# START OF TEXT PROVIDED

Our net natural gas production for the three months ended March 31, 2013 was approximately 48.5 Mmcfd, down from approximately 61.0 Mmcfd for the three months ended March 31, 2012. Net oil and condensate production for the comparable
periods also decreased from approximately 1,700 barrels per day to approximately 1,000 barrels per day, and our NGL production decreased from approximately 80,500 gallons per day to approximately 70,100 gallons per day. In total, equivalent production decreased from 82.7 Mmcfed to 64.6 Mmcfed.
For the three months ended March 31, 2013, natural gas accounted for approximately 75% of our production, while condensate and NGLs accounted for 9% and 16%, respectively. From a revenue perspective however, natural gas generated 50% of our revenues, while condensate and NGLs generated 32% and 18%, respectively. For the three months ended March 31, 2012, natural gas accounted for 74% of our production, while condensate and NGLs each accounted for 13%. From a revenue perspective however, natural gas generated 34% of our revenues, while condensate and NGLs generated 43% and 23%, respectively.
Average Sales Prices. For the three months ended March 31, 2013, the average price of natural gas was $3.67 per thousand cubic feet (“Mcf”), the average price for oil and condensate was $111.85 per barrel and the average price for NGLs was $0.89 per gallon. For the three months ended March 31, 2012, the average price of natural gas was $2.57 per Mcf, the average price for oil and condensate was $113.41 per barrel and the average price for NGLs was $1.28 per gallon.
Operating Expenses. Lease operating expenses (“LOE”) for the three months ended March 31, 2013 were approximately $9.8 million, as compared to $5.7 million for the three months ended March 31, 2012. This increase in LOE is mainly attributable to $6.4 million in workover expenses on our Vermilion 170 well and other projects, offset by lower operating expenses due to reduced production during the period.
Exploration Expense. We reported approximately $129,000 of exploration expense for the three months ended March 31, 2013 and approximately $76,000 of exploration expense for the three months ended March 31, 2012. These expenditures consist of expenses for geological and geophysical activities, seismic data and delay rentals.
Depreciation, Depletion and Amortization. Depreciation, depletion and amortization for the three months ended March 31, 2013 was approximately $10.5 million. For the three months ended March 31, 2012, we recorded approximately $11.7 million of depreciation, depletion and amortization. The decrease in depreciation, depletion and amortization was primarily attributable to a decrease in overall production.

# END OF TEXT PROVIDED
# START OF EXTRACTED RECORDS

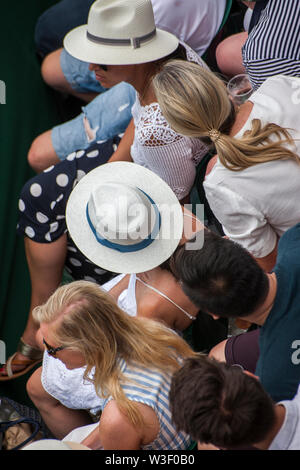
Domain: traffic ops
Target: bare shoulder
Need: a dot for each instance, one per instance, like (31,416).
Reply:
(117,432)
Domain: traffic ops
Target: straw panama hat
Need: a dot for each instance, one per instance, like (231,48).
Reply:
(120,32)
(124,218)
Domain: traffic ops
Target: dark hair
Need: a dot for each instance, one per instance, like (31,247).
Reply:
(222,277)
(216,403)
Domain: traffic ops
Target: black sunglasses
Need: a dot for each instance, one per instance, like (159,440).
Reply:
(52,351)
(103,67)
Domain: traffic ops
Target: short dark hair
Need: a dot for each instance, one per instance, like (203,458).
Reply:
(217,403)
(222,277)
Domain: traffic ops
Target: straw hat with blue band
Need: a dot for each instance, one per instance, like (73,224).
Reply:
(120,32)
(124,218)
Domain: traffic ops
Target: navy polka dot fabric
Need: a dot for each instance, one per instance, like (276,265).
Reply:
(43,201)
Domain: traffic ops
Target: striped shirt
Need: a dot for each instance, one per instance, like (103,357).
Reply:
(151,387)
(273,46)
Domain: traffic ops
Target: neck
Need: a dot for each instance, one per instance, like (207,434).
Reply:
(262,312)
(279,419)
(141,81)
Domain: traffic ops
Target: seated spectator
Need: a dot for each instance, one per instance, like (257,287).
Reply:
(221,405)
(257,148)
(110,113)
(129,360)
(224,280)
(270,47)
(49,246)
(153,294)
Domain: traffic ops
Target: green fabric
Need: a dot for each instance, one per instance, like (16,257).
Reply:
(29,110)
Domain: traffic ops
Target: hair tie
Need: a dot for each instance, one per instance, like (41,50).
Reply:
(214,135)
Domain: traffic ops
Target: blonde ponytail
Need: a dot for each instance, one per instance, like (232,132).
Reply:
(195,102)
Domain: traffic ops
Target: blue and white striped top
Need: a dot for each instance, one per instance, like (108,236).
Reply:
(152,387)
(273,45)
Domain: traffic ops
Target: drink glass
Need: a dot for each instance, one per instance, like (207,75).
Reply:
(239,88)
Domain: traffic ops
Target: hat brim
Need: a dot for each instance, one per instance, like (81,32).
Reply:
(79,46)
(158,251)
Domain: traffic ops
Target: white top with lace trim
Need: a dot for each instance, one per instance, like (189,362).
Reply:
(157,147)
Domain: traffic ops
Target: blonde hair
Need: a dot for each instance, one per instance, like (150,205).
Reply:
(85,318)
(195,102)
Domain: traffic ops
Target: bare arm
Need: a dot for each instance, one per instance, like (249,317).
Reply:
(123,151)
(93,440)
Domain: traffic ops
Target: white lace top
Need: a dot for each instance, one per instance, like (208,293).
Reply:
(157,147)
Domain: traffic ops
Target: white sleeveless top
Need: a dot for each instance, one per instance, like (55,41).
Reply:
(258,204)
(157,147)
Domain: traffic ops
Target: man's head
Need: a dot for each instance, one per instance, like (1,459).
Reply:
(219,404)
(221,278)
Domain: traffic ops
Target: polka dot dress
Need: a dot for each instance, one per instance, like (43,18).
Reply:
(43,201)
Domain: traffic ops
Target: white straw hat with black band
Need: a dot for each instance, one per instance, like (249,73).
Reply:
(124,218)
(120,32)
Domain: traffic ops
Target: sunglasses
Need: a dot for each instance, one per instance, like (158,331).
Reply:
(52,351)
(103,67)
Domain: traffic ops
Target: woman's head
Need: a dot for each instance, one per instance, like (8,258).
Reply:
(195,102)
(83,319)
(86,321)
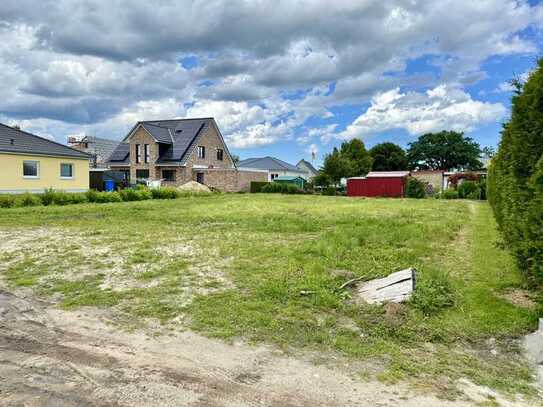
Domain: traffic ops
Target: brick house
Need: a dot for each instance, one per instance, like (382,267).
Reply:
(180,150)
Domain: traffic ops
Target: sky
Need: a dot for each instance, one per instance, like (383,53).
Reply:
(281,78)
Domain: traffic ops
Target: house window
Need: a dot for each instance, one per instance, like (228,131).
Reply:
(66,170)
(31,169)
(146,153)
(138,153)
(142,174)
(168,175)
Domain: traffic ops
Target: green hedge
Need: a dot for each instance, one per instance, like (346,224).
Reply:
(53,197)
(515,178)
(281,188)
(256,186)
(415,188)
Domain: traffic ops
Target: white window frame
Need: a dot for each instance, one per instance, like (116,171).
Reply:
(73,170)
(37,176)
(146,153)
(138,153)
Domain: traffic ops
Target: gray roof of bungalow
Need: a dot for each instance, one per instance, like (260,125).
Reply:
(17,141)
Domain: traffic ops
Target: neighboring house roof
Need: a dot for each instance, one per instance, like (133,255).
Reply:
(99,148)
(387,174)
(268,163)
(13,140)
(287,178)
(178,136)
(384,174)
(308,165)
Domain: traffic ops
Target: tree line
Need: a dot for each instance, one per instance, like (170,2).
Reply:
(515,179)
(445,150)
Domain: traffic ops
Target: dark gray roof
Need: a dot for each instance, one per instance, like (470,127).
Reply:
(160,134)
(120,155)
(307,164)
(17,141)
(177,137)
(268,163)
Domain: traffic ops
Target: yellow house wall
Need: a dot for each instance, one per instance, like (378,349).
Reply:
(12,180)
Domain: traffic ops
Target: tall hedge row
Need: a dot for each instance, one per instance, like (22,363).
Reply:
(515,180)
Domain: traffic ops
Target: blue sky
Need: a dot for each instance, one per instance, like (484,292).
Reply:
(281,78)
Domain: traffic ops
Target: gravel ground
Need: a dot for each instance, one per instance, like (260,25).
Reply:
(51,357)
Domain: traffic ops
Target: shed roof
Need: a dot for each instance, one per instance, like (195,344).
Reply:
(288,178)
(268,163)
(17,141)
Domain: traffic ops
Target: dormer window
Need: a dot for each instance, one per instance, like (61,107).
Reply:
(138,153)
(146,153)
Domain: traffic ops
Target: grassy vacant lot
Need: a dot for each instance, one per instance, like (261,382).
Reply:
(234,266)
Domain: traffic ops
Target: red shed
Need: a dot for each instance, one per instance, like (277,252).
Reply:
(378,183)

# END OF EXTRACTED RECORDS

• _EXERCISE TASKS_:
1 > Answer these from the oil and gas results text:
(a) What was the average natural gas price for the three months ended March 31, 2013?
(b) How much were lease operating expenses for the three months ended March 31, 2012?
(c) What share of revenues came from condensate for the three months ended March 31, 2012?
2 > Carry on the oil and gas results text from where it stops.
The rows have nothing to do with any of this.

• _RESULTS OF THE TASKS_:
1 >
(a) $3.67 per thousand cubic feet (Mcf)
(b) $5.7 million
(c) 43%

2 >
General and Administrative Expenses. General and administrative expenses for the three months ended March 31, 2013 and the three months ended March 31, 2012 were approximately $3.2 million and $1.2 million, respectively. This increase is principally attributable to increased bonus expense as a result of credits taken in previous years, increased legal and professional fees as a result of the proposed merger and increased salaries expense as a result of hiring Mr. Romano.
Major components of general and administrative expenses for the three months ended March 31, 2013 included approximately $0.3 million in State of Louisiana franchise taxes, $1.5 million in salaries and benefits, $1.0 million in accounting, tax, legal, engineering and other professional fees, $0.2 million in administrative costs, $0.1 million in insurance costs and $0.1 million related to board of director compensation.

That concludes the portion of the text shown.